━━━━━ Selected passage ━━━━━

- The Washington Times - Tuesday, May 18, 2010

Greece is the word when it comes to upside-down economies, but America is hardly giving the world a better fiscal example. U.S. government debt continues to spiral out of control, thanks in large part to Obamacare.

Long after the votes to approve the government takeover of health care, bureaucratic number-crunchers are finally doing the math to figure out how much it will cost. The Centers for Medicare and Medicaid Services concluded in April that Democrats double-counted projected Medicare spending cuts as savings and for helping ease existing financial strains on the Medicare system. It can’t do both. Correcting this accounting gimmick adds $89 billion to government medical costs over the next decade.

Last week, the Congressional Budget Office finally got around to answering a question posed by California Rep. Jerry Lewis, the ranking Republican on the House Appropriations Committee, about discretionary health care spending. It turns out that under the new law, discretionary spending will be more than twice as much as originally estimated by CBO. The new tally is $115 billion rather than $55 billion.

━━━━━

- Work order 1:
Copy everything in the passage on health care costs and U.S. debt from "- The Washington" down to "part to Obamacare.".
- Work order 2:
Extend the passage on health care costs and U.S. debt beyond its final sentence.

━━━━━ Material provided ━━━━━

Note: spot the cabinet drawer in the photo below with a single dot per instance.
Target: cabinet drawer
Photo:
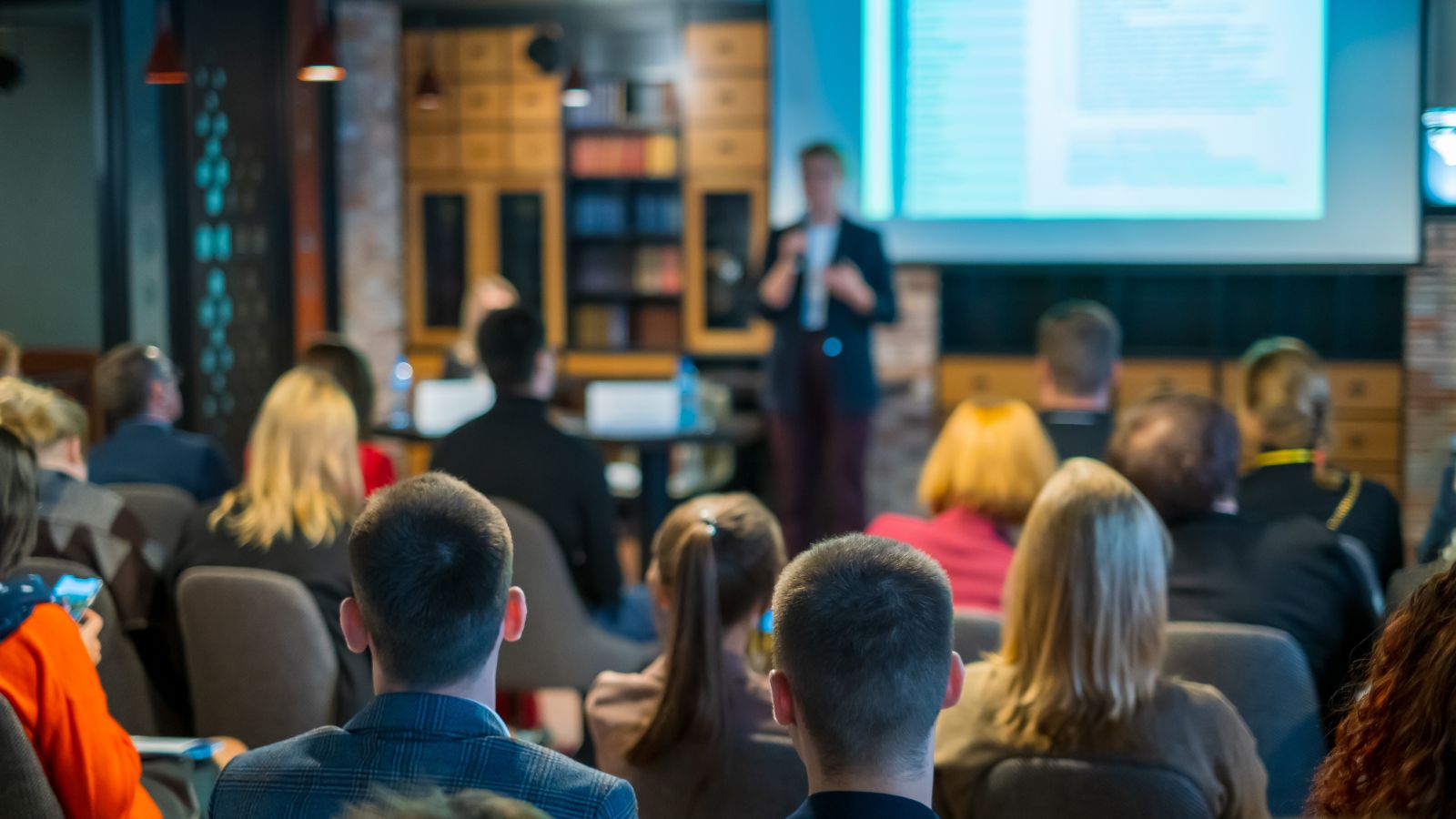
(727, 47)
(1148, 378)
(725, 147)
(536, 102)
(485, 102)
(536, 150)
(485, 53)
(985, 376)
(727, 101)
(1365, 440)
(484, 152)
(433, 152)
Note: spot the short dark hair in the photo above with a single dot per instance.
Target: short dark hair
(1179, 450)
(431, 564)
(347, 365)
(863, 630)
(1081, 341)
(509, 341)
(124, 378)
(823, 150)
(19, 503)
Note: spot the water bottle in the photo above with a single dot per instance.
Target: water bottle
(686, 394)
(400, 378)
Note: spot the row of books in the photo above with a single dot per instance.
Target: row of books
(622, 327)
(623, 155)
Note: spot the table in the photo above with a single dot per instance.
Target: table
(654, 453)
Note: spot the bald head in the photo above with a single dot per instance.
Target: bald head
(1181, 452)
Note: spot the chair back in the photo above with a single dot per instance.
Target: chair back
(1264, 673)
(24, 787)
(259, 661)
(976, 634)
(162, 509)
(762, 777)
(562, 646)
(1059, 789)
(130, 695)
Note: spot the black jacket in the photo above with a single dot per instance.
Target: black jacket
(1289, 574)
(856, 392)
(514, 452)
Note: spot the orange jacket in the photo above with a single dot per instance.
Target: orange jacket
(51, 683)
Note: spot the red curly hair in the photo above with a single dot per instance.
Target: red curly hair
(1395, 753)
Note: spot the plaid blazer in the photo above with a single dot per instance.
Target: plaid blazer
(411, 741)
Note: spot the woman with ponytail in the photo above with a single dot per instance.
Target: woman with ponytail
(713, 564)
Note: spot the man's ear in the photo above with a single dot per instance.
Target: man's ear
(956, 682)
(351, 620)
(783, 695)
(514, 622)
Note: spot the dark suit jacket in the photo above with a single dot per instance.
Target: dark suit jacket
(514, 452)
(145, 452)
(852, 366)
(1289, 574)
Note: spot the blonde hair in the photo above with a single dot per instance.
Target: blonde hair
(41, 416)
(303, 467)
(1286, 395)
(473, 309)
(1087, 608)
(992, 457)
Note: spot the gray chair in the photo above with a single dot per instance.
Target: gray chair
(562, 646)
(1062, 789)
(762, 778)
(24, 787)
(259, 661)
(976, 634)
(130, 694)
(162, 509)
(1264, 673)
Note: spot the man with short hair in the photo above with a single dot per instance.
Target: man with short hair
(1077, 349)
(864, 663)
(1292, 573)
(138, 390)
(433, 602)
(514, 452)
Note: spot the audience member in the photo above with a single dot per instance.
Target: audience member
(863, 666)
(1395, 753)
(437, 804)
(1285, 419)
(1079, 346)
(1079, 668)
(341, 360)
(514, 452)
(1183, 453)
(291, 511)
(48, 669)
(433, 601)
(982, 477)
(485, 296)
(138, 394)
(80, 521)
(713, 571)
(9, 356)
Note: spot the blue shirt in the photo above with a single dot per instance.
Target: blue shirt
(410, 741)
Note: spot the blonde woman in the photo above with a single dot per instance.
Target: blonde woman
(293, 511)
(1077, 673)
(485, 296)
(982, 477)
(1285, 417)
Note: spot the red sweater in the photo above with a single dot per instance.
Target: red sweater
(972, 550)
(51, 683)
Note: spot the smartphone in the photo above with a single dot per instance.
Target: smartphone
(76, 593)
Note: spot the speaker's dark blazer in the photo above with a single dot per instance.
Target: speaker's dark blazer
(856, 392)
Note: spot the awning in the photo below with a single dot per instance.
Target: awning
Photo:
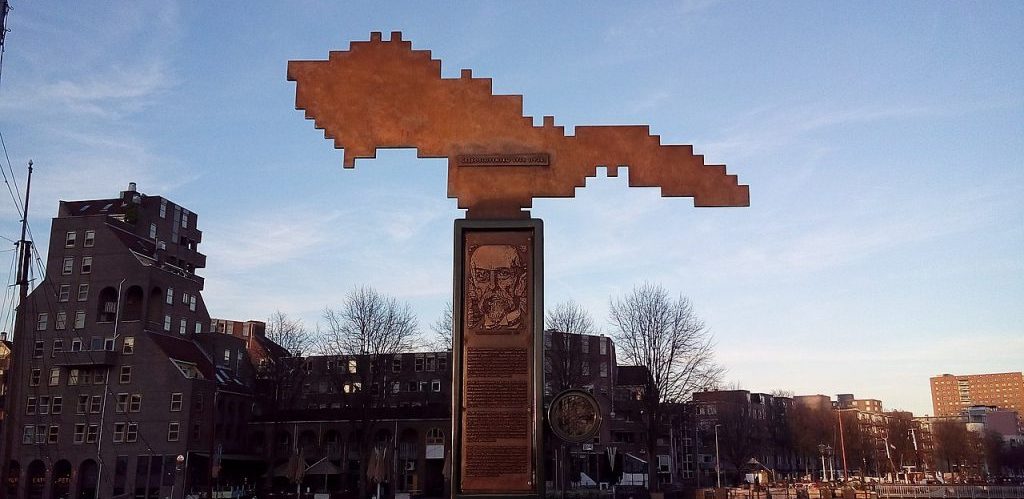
(637, 458)
(324, 467)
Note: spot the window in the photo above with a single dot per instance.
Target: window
(135, 403)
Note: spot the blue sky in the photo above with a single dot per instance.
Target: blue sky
(883, 142)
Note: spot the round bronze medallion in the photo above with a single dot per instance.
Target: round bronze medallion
(574, 416)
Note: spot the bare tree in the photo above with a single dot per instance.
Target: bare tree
(443, 328)
(664, 334)
(289, 333)
(367, 332)
(742, 435)
(810, 426)
(566, 324)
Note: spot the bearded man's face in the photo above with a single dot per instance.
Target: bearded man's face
(497, 278)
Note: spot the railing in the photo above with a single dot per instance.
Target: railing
(950, 491)
(877, 492)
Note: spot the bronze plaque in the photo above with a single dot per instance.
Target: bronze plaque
(574, 416)
(498, 428)
(526, 159)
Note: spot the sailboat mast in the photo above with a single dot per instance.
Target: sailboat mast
(26, 247)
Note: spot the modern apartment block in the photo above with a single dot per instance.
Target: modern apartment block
(847, 401)
(952, 393)
(117, 388)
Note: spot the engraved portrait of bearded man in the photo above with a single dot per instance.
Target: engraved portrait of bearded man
(497, 288)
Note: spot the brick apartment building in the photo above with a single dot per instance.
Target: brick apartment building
(114, 378)
(951, 393)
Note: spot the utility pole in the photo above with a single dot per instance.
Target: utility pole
(718, 460)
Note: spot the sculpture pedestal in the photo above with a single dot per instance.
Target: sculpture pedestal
(498, 345)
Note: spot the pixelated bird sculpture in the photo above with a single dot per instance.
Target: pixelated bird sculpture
(383, 94)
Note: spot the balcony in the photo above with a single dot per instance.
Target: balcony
(86, 358)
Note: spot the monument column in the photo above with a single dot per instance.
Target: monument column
(498, 359)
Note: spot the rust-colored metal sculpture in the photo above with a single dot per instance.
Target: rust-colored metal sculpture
(383, 94)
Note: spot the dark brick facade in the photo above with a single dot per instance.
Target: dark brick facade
(115, 372)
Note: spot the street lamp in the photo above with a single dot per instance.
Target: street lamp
(178, 464)
(718, 461)
(821, 451)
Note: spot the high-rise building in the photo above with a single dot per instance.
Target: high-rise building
(117, 388)
(952, 393)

━━━━━

- Reply 1:
- The Washington Times - Tuesday, May 18, 2010

Greece is the word when it comes to upside-down economies, but America is hardly giving the world a better fiscal example. U.S. government debt continues to spiral out of control, thanks in large part to Obamacare.

- Reply 2:
CBO has yet to come clean on many other major costs, such as how eliminating pre-existing conditions will increase the number of uninsured because people will wait until they are sick to buy insurance. But even without more thorough scoring, the two time bombs already mentioned add $149 billion to the deficit. This wipes out the $143 billion surplus Democrats peddled to win votes for Obamacare.

All these billions are starting to add up. In 2009, the government shortfall for April was $20.9 billion. This year, the deficit was $82.7 billion for April, which is four times higher and twice the $40 billion deficit that was expected. For the first seven months of fiscal 2010, the cumulative budget deficit was $800 billion.

It’s no mystery why CBO, congressional Democrats and the Obama administration played politics with budget numbers. Incomplete and misleading estimates before the vote gave politicians some cover to support a bill hated by the public. If the true extent of Obamacare’s fiscal nightmare had been known, the narrow votes may have gone the other way.